§ Exercise aim: Reproduce every line of the following items verbatim, preserving their order and formatting.

-- start --

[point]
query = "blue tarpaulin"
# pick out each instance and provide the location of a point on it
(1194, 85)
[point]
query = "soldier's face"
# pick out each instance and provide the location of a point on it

-- end --

§ Written answer:
[point]
query = "blue tarpaulin"
# pick out each instance and provide the location of a point on it
(1194, 85)
[point]
query = "soldier's face"
# pick out each instance and provide the location of a point on it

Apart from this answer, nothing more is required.